▸ EXERCISE: Convert every line of the listing below into a JSON list of strings, one string per line, with blank lines omitted. Leave the pictures out of the list.

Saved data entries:
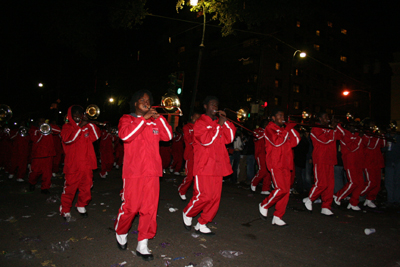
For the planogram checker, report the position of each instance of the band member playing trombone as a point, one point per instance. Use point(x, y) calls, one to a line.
point(279, 141)
point(141, 131)
point(78, 136)
point(211, 163)
point(324, 160)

▸ ANSWER IN FULL:
[
  "For the planogram checker, report the position of each instance of the band member playing trombone as a point, one point per instance. Use point(x, y) calls, one to a line.",
  "point(279, 141)",
  "point(141, 131)",
  "point(78, 136)",
  "point(211, 163)",
  "point(324, 160)"
]